• [What is being asked] Reproduce each of the following lines verbatim, preserving every character and its order.

• [Input for this task]

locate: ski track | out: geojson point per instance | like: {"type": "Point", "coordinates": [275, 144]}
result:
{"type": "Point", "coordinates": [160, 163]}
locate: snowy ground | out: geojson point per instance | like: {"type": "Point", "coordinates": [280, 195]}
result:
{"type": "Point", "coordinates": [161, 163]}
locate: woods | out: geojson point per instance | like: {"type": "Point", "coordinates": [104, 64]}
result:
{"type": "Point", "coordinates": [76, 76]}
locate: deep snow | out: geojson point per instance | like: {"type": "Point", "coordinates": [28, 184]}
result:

• [Written answer]
locate: ski track | out: geojson point per instance | like: {"type": "Point", "coordinates": [275, 144]}
result:
{"type": "Point", "coordinates": [160, 163]}
locate: snowy ground | out: geojson point per instance | like: {"type": "Point", "coordinates": [280, 195]}
result:
{"type": "Point", "coordinates": [161, 163]}
locate: woods | out: geojson point per instance | like: {"type": "Point", "coordinates": [104, 64]}
result:
{"type": "Point", "coordinates": [76, 76]}
locate: deep snow | out: geojson point per instance | like: {"type": "Point", "coordinates": [28, 184]}
result:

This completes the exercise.